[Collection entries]
################
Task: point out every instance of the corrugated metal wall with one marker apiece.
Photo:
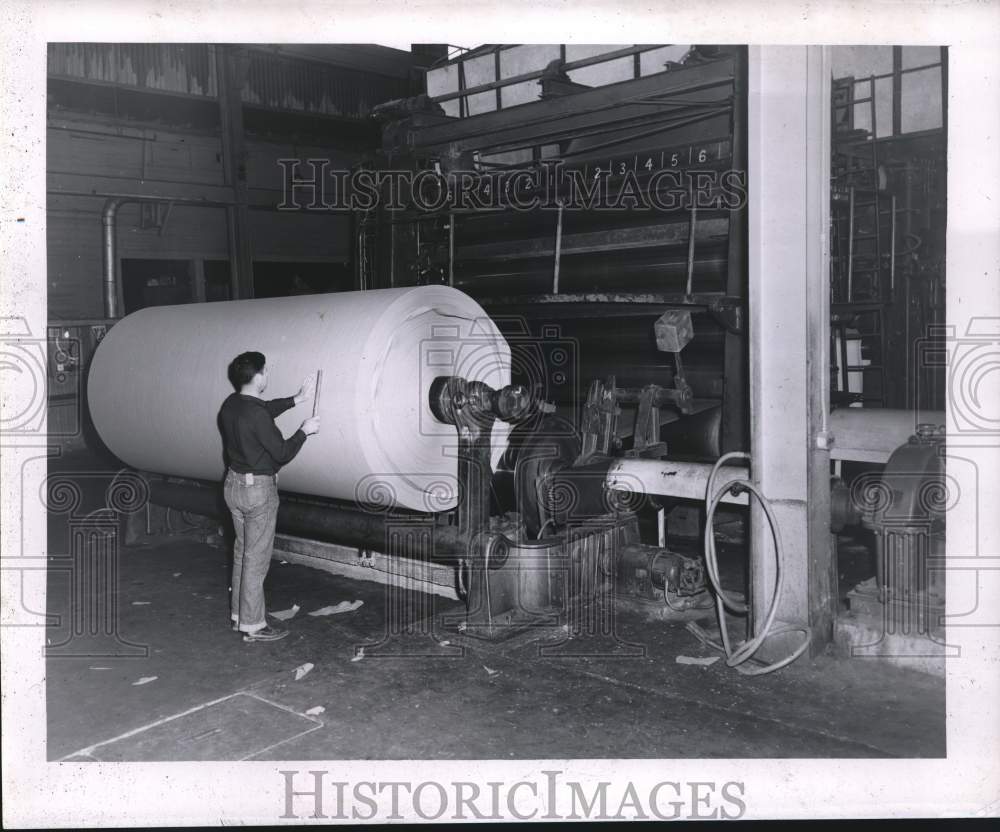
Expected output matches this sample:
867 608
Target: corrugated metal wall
################
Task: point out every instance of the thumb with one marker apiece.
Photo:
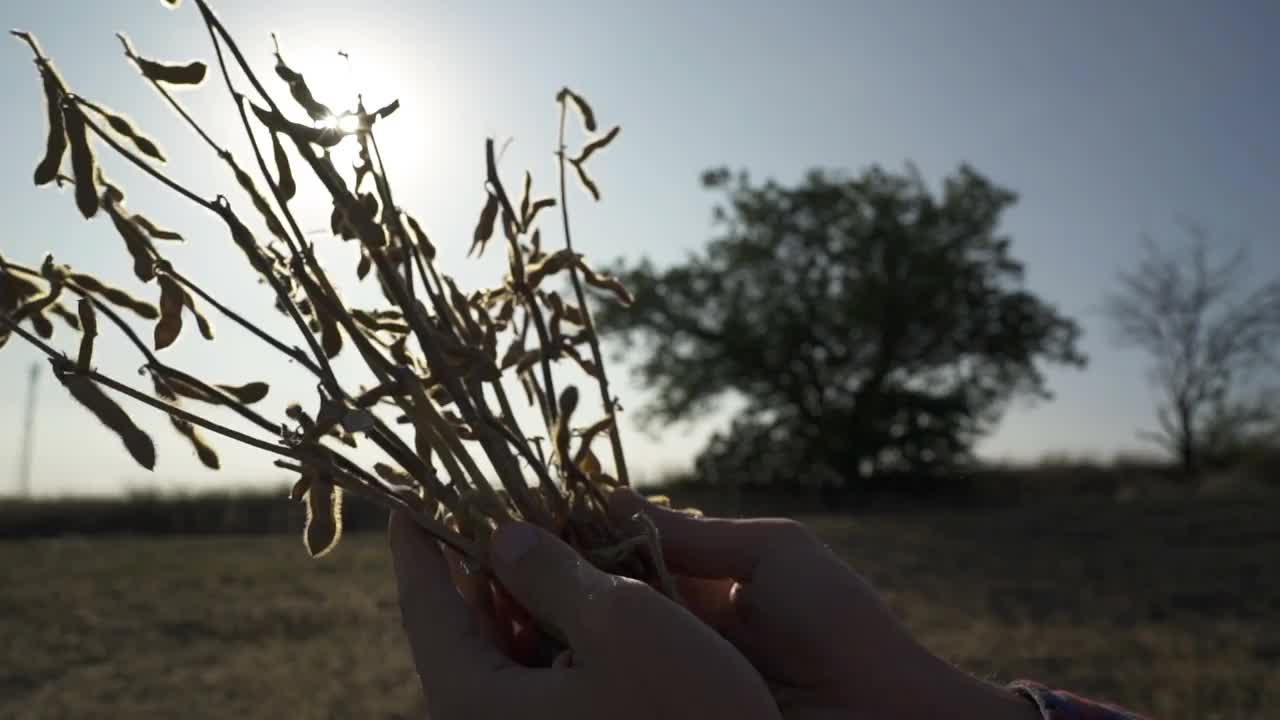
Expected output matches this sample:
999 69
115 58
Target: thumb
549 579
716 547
################
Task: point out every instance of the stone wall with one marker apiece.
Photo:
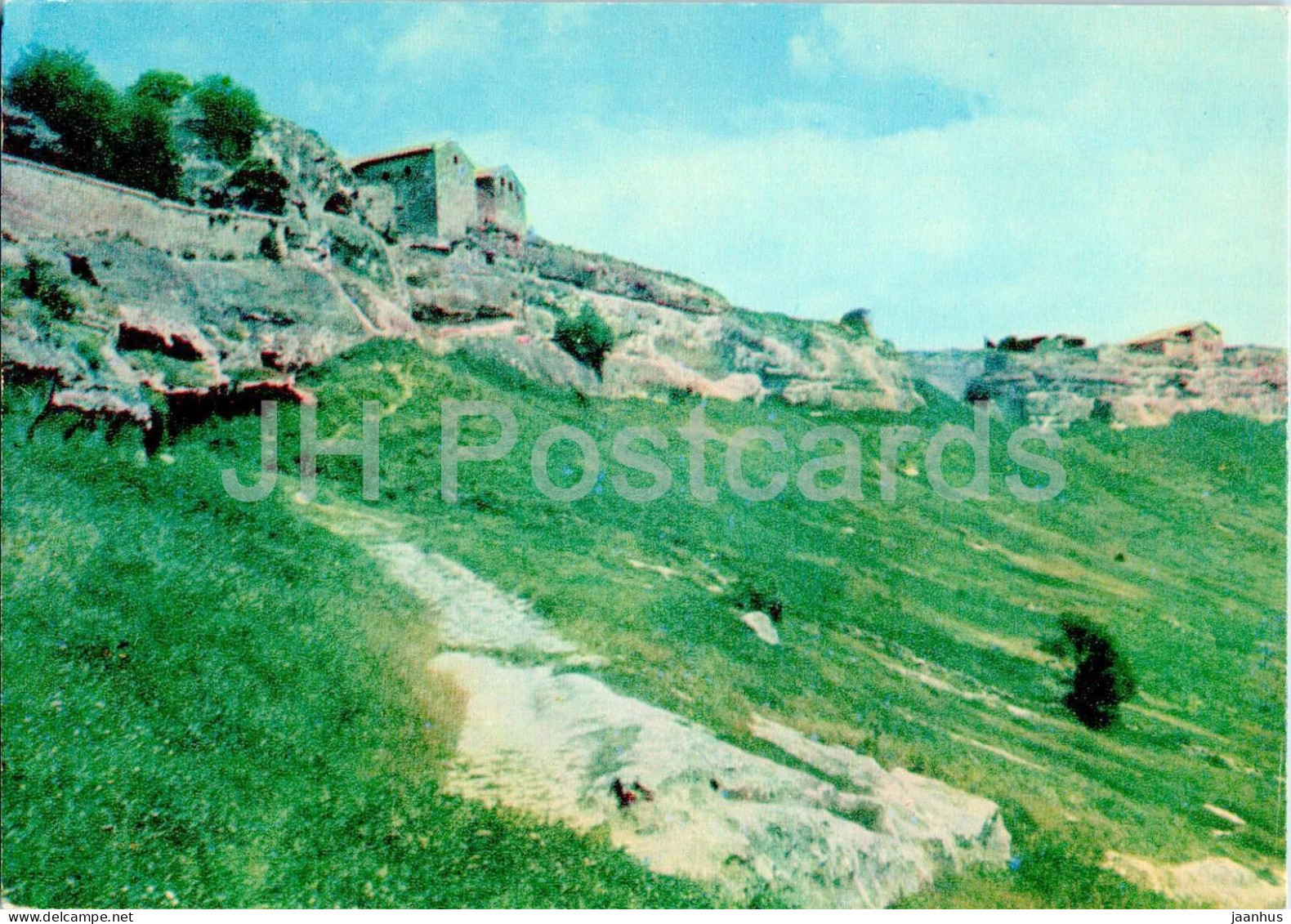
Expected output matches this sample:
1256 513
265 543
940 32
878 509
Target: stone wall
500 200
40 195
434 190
################
→ **WHAT THE TASK REQUIRES**
Pictures excluded, reproduce only the part above that opens with the line holding "Task: point out every instance of the corrugated" and closes with the line holding "Target: corrugated metal wall", exactly as written.

→ **RESULT**
Task: point out every instance of the corrugated metal wall with one marker apiece.
Photo:
Expected output matches this sample:
867 608
Target: corrugated metal wall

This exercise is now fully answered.